**WHAT YOU ARE ASKED TO DO**
Go through the records and tally the lines that include the word "instance". The answer is that total alone.

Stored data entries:
============================================================

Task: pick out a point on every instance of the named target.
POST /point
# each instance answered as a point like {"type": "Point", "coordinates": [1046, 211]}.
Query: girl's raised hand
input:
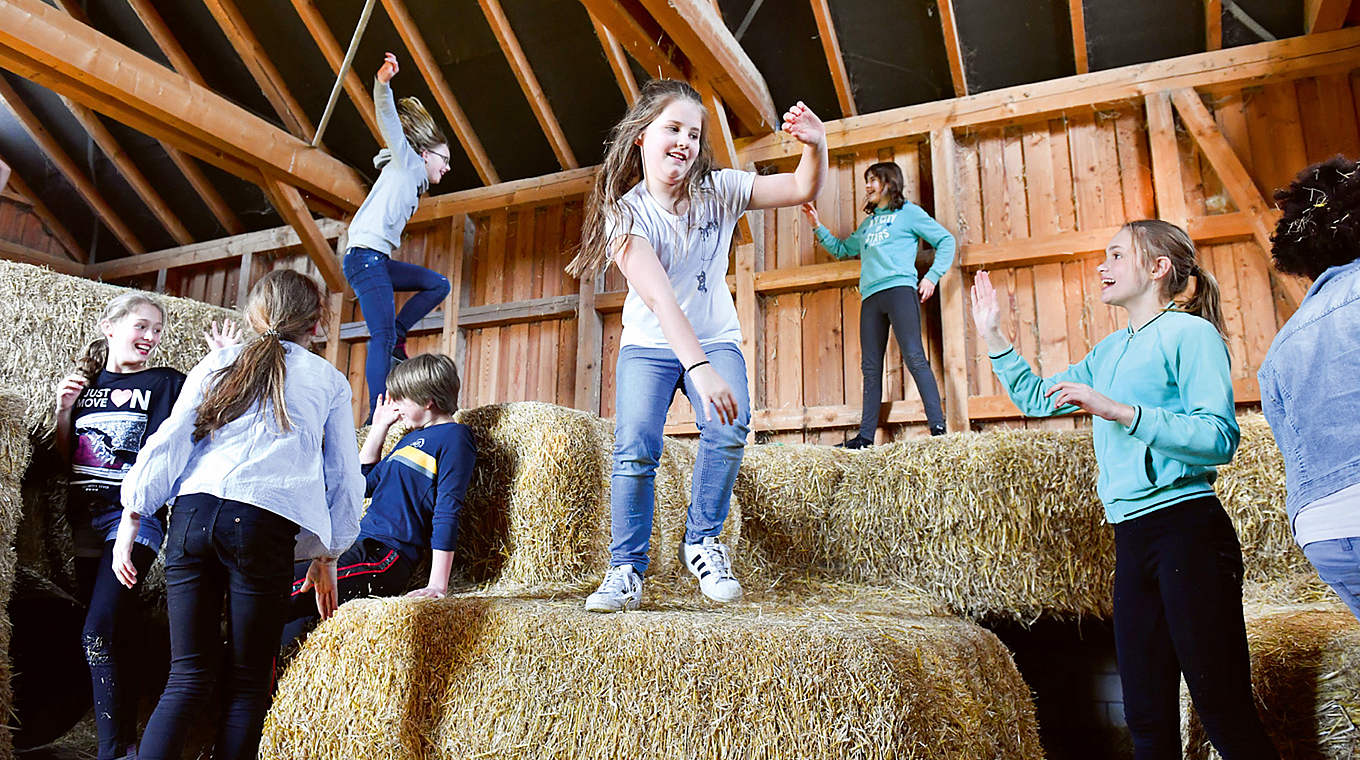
{"type": "Point", "coordinates": [68, 390]}
{"type": "Point", "coordinates": [123, 567]}
{"type": "Point", "coordinates": [222, 337]}
{"type": "Point", "coordinates": [714, 392]}
{"type": "Point", "coordinates": [809, 210]}
{"type": "Point", "coordinates": [389, 68]}
{"type": "Point", "coordinates": [804, 125]}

============================================================

**OUTPUT BELOW**
2